_PAGE TEXT:_

--
Arthur Sale wrote:
Since the Open Access debate in the UK and the USA is hotting
up again, perhaps it is a good idea to examine an area of
research dissemination that is unsavory, but which open
access can help to minimize, but toll publishers cannot or do
not. BTW, I use open access in the well-defined technical
sense of access which is free, unconstrained in time, and
available to all with Internet access.
My topic is plagiarism: the copying of someone else’s
work without acknowledgment. Very dishonest, but we all know
that it occurs. One of the researchers at the University of
Tasmania decided to use one of his own papers to test a
commercial software tool intended for detecting plagiarism in
student assignments. He was interested to see that it turned
up a substantial direct quotation from his paper by an author
in another country, but less pleased to find that the
quotation was unattributed. He took legal advice, and the
offending author was contacted for redress.

_DATASET CONTENT:_

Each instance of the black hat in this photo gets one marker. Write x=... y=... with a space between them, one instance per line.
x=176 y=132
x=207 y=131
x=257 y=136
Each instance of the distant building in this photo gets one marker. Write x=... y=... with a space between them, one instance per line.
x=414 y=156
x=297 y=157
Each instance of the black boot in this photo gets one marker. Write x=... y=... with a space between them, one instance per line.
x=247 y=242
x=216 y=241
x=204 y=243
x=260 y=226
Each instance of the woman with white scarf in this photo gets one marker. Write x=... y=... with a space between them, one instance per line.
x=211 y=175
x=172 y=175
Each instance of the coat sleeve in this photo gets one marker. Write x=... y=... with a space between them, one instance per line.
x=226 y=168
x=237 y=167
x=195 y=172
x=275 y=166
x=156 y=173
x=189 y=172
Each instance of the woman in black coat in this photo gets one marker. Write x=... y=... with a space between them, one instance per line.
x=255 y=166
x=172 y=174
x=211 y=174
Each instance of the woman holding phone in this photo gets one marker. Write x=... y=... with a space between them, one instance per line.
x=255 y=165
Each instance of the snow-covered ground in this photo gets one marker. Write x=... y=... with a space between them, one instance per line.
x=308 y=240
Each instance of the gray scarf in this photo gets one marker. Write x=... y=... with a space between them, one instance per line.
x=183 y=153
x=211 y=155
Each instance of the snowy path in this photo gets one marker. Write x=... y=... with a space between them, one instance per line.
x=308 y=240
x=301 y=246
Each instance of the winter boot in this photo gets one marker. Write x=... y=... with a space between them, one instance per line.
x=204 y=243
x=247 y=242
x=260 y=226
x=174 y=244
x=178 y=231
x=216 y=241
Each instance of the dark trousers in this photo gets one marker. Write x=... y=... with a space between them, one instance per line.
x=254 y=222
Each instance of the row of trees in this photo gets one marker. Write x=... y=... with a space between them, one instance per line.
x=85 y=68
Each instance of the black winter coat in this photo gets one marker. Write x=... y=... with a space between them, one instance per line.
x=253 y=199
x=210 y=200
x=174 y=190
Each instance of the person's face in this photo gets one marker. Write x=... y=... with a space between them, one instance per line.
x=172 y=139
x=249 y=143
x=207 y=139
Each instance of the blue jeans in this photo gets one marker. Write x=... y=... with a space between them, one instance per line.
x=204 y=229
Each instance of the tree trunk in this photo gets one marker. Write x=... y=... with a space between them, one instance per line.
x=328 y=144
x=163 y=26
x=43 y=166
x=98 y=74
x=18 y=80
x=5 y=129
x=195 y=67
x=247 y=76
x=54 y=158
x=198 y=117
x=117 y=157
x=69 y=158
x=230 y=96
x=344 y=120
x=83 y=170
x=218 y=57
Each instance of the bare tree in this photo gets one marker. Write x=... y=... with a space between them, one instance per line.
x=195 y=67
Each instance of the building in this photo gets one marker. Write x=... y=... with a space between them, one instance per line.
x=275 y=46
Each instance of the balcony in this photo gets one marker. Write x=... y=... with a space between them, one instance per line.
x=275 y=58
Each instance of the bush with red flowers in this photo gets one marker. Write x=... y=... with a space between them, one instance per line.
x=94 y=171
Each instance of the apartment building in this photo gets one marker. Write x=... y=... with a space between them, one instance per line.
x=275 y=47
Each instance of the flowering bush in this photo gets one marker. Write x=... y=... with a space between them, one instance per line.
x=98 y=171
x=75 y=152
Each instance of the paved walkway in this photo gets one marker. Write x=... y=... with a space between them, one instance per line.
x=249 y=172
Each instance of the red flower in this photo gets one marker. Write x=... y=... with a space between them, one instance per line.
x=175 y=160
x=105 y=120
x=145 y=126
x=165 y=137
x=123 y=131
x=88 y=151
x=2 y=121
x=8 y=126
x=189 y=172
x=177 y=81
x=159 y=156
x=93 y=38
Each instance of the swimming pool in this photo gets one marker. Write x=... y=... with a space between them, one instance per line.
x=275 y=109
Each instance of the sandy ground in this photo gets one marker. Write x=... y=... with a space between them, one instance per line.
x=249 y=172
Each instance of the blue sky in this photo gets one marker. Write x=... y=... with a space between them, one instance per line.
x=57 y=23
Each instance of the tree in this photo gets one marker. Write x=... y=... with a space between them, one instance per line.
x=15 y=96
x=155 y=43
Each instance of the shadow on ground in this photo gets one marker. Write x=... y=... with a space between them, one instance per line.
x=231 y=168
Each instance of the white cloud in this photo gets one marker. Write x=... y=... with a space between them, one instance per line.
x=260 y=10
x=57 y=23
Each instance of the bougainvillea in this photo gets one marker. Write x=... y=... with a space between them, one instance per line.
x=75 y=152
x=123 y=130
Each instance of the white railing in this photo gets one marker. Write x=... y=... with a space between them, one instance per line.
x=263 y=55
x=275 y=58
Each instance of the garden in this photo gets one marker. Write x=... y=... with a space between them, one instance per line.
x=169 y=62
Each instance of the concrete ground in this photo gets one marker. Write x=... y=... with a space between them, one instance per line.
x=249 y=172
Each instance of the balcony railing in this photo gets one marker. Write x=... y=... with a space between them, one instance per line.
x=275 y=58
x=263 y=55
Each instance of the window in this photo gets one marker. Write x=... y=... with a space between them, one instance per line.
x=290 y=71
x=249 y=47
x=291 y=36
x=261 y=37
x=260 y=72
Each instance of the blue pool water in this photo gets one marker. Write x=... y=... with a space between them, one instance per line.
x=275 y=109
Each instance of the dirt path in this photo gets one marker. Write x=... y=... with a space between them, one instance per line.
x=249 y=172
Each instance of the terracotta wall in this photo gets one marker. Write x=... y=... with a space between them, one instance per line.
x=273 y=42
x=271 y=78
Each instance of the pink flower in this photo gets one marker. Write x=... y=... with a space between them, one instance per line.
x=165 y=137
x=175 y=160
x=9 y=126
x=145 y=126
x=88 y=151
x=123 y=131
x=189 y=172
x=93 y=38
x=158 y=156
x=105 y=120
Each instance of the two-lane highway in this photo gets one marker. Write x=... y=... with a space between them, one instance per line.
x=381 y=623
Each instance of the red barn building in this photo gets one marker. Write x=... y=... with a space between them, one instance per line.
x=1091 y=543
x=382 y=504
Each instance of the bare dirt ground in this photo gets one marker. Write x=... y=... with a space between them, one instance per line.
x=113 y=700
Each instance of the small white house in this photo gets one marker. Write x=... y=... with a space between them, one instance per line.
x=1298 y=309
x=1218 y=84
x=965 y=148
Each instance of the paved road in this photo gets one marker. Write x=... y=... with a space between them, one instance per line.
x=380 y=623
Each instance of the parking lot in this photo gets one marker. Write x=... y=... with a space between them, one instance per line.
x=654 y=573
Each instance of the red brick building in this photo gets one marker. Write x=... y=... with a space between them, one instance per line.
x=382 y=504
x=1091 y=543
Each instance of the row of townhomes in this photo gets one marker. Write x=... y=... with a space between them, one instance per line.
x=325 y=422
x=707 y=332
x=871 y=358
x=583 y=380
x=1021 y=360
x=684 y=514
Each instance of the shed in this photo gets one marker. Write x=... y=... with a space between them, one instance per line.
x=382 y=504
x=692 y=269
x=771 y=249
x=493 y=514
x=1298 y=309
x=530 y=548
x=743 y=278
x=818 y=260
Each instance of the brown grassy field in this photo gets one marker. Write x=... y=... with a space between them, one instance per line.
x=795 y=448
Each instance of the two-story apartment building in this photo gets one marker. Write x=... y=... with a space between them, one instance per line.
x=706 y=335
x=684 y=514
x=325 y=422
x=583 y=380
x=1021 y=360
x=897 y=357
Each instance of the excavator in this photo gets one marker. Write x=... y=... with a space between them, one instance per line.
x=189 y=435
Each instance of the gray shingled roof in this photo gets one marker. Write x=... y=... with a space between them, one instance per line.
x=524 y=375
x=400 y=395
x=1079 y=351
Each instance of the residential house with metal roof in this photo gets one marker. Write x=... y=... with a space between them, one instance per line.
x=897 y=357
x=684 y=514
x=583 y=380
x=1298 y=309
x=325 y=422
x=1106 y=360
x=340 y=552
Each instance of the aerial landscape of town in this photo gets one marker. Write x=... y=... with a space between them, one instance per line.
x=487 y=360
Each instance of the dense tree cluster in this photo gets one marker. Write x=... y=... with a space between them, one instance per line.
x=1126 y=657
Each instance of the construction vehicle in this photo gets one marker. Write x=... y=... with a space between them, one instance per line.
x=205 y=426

_SET OF TASKS:_
**1.** List each property that the passage on plagiarism uses to define open access.
**2.** According to the passage on plagiarism, what was the commercial software tool intended to detect?
The entries come from a source unrelated to the text.

_PROBLEM SOLUTIONS:_
**1.**
- Free
- Unconstrained in time
- Available to all with Internet access

**2.** Plagiarism in student assignments.